[[ Page text, beginning ]]
Identical twin street artists Otavio and Gustavo Pandolfo, known as Os Gêmeos (“the twins”), have been creating public art since the ‘80s. They combine their Brazilian-influenced graffiti style with fantastical imagery and bold colors. Read about the debates surrounding this striking mural in Washington’s Dewey Square on the Boston Globe:

The Os Gemeos mural is not that kind of public art. Measuring 70-by-70 feet, in bright blues and greens and reds, it dominates Dewey Square. It’s not simply that you can’t miss it: You must look at it. Aside from the colorful patterning, the depicted figure itself commands the city-scape: a pajama-clad boy, huddled amidst the surrounding towers, peering out at us with eyes masked by a hood.

That hood provoked an evil stew of controversy last year, stoked by the folks at Fox 25. Following a TV segment on the piece, the news station asked on its Facebook page, “What does this look like to you?”, inciting a slew of nasty, racist invective. Even more moderate commentators wondered if a masked figure was the best image to place near the city’s major railway station.
[[ Page text, end ]]
--- Problems to solve ---
**a.** Answer these from the passage about the Os Gêmeos mural:
(i) What does the name Os Gêmeos mean?
(ii) How large is the mural?
(iii) Which news station stoked the controversy over the hood?
**b.** Restate word for word the stretch of the Os Gêmeos mural passage from "Identical twin street" through "masked by a hood.".
**c.** Carry the passage on the Os Gêmeos mural forward from the point where it stops.
The material after this passage is separate from it.
[[ Supplied records, beginning ]]
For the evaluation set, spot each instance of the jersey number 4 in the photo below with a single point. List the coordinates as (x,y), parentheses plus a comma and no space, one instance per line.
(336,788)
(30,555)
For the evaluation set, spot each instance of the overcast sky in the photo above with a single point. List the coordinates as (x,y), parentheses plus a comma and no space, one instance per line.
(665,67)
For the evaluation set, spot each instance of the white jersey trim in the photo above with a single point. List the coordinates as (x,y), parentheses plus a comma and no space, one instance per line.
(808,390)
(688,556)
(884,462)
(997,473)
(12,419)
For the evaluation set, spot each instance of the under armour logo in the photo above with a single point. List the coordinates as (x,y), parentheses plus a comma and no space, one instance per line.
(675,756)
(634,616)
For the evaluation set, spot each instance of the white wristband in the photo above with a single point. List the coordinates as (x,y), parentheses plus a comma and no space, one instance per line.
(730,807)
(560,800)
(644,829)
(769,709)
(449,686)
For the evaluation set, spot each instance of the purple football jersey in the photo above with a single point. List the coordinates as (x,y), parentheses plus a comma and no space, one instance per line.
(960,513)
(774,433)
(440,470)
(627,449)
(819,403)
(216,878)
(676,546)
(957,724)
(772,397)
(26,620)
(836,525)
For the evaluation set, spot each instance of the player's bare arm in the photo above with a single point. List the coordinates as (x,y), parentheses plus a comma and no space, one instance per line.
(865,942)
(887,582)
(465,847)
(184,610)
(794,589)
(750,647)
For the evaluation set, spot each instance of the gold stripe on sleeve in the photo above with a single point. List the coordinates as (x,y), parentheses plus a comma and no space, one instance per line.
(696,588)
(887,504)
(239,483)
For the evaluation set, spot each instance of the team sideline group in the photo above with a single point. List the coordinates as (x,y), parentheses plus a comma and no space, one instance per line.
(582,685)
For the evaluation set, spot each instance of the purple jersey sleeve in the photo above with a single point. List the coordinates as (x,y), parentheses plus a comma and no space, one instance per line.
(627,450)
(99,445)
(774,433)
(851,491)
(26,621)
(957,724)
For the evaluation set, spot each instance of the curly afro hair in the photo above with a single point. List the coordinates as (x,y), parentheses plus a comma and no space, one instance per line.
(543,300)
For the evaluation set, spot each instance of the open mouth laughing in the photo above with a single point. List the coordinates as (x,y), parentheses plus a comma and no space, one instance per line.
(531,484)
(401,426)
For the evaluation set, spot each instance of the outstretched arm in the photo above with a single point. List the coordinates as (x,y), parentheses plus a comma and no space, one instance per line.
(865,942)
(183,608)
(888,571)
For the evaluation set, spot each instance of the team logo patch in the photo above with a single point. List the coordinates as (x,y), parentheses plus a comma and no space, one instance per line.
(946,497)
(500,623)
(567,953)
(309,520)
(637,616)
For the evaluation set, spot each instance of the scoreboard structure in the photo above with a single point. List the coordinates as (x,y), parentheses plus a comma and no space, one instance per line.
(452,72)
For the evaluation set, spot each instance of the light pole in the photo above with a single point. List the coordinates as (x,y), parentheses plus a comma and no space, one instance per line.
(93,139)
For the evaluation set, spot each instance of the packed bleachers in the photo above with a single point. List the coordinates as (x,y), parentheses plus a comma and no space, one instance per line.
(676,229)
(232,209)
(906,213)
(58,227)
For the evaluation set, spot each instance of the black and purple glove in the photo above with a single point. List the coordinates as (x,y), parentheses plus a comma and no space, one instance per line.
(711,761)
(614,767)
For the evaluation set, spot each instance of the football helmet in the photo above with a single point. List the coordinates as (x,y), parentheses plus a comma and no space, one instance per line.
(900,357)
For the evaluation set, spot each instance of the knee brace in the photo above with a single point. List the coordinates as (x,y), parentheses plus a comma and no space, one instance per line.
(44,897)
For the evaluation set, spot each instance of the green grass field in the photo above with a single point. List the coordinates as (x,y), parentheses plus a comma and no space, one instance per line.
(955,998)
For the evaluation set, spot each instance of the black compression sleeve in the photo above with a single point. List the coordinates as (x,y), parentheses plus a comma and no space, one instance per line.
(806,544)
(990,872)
[[ Supplied records, end ]]
--- Numbered responses ---
**a.**
(i) "The twins"
(ii) 70 by 70 feet
(iii) Fox 25

**b.**
Identical twin street artists Otavio and Gustavo Pandolfo, known as Os Gêmeos (“the twins”), have been creating public art since the ‘80s. They combine their Brazilian-influenced graffiti style with fantastical imagery and bold colors. Read about the debates surrounding this striking mural in Washington’s Dewey Square on the Boston Globe:

The Os Gemeos mural is not that kind of public art. Measuring 70-by-70 feet, in bright blues and greens and reds, it dominates Dewey Square. It’s not simply that you can’t miss it: You must look at it. Aside from the colorful patterning, the depicted figure itself commands the city-scape: a pajama-clad boy, huddled amidst the surrounding towers, peering out at us with eyes masked by a hood.

**c.**
Henk Hofstra fried some oversized eggs on the Zaailand in Leeuwarden. Set in the largest city square in the Netherlands, the Dutch artist’s eggs each measured 100 feet wide. My Modern Met spoke briefly with Hofstra who explained the inspiration behind the work:

There’s a Dutch expression: “To lay down the first egg, you have to start with the first egg.” In the city of Leeuwarden people talked a lot about what to do with Zaailand. It’s one of the biggest city squares in Holland. There were a lot of plans for it, but nobody started. That’s why I started with the first egg (and several more) and made them huge.

Belgian-based artist David Mesguich looked to his personal history for his street sculpture Pressure 1.0. As Ignant explains, the piece “tells a story of people who are on the fence, of people in-between worlds, ‘those who are both inside and outside.’ His inspiration came from a family history that steeped him in a violent, carceral universe during his youth and the ten years he spent trespassing with graffiti.”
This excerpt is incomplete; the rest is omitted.